— Применение прочитанного —
- A) Переведите на английский язык предложение из текста для чтения: «Прокуратору не важно, что подразумевал Иешуа, ведя крамольные речи».
- B) Определите, соответствуют ли тексту для чтения следующие утверждения. Для каждого ответьте «да» или «нет» и приведите точную цитату, на которой основан ответ.
(i) Кроме покушения на храм, Иешуа вменяют и другие вины.
(ii) Для прокуратора важно, как речи Иешуа толковались слушателями.
(iii) Арестант совершает несколько чудес.

··· Текст для чтения ···

Казалось бы, теперь Иешуа оправдался. Других вин, сверх покушения на храм, ему не инкриминируют, а эта вина оказалась мнимой.
Э, нет! Прокуратору не важно, что подразумевал Иешуа, ведя крамольные речи. Важно, как они толковались слушателями, ибо в Иудее любая проповедь могла поднять народ — больно горюч был человеческий материал. «Зачем же ты, бродяга, на базаре смущал народ, рассказывая про истину, о которой ты не имеешь представления?» (с. 441) — спрашивает Пилат.
Выделенные мною слова, видимо, формулируют суть обвинения. «Смущал народ» — следовательно, опасен. Этими словами игемон как бы утвердил приговор Синедриона [55][15]. Но воспаленный его мозг вдруг рождает лишний, «ненужный на суде» вопрос: «…Что такое истина?» [60]. И, зацепившись за эту оплошность судьи, арестант творит свое единственное чудо — излечивает приступ гемикрании.

··· Предоставленные данные ···

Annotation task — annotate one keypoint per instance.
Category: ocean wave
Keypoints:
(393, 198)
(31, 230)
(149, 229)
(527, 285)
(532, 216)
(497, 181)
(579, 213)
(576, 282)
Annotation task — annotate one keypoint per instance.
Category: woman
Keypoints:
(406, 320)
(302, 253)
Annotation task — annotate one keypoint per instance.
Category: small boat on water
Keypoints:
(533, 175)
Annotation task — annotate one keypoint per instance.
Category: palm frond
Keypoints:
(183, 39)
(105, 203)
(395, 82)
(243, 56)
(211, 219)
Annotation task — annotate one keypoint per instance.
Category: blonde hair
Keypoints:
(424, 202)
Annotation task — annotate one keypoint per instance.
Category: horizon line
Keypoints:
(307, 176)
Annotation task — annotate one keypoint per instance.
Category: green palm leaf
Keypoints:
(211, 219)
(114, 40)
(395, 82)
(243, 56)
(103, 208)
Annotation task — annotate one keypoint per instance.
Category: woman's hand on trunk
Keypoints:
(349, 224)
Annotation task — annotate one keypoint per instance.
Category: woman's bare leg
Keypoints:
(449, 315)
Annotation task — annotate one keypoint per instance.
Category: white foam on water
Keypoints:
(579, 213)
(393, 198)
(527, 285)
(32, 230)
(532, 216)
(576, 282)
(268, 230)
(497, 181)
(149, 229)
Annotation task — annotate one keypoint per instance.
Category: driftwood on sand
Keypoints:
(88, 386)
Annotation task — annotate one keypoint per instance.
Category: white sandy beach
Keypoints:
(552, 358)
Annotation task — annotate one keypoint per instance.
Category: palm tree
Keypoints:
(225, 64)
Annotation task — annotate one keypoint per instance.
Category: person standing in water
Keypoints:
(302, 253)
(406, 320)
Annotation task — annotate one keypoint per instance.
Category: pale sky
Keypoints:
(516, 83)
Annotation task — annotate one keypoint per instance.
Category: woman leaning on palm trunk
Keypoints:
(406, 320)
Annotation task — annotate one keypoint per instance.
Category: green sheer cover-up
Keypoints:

···

— Ответы к заданиям —
- A) It does not matter to the procurator what Yeshua meant by his seditious speeches.

- B)
(i) Нет: «Других вин, сверх покушения на храм, ему не инкриминируют».
(ii) Да: «Важно, как они толковались слушателями».
(iii) Нет: «арестант творит свое единственное чудо».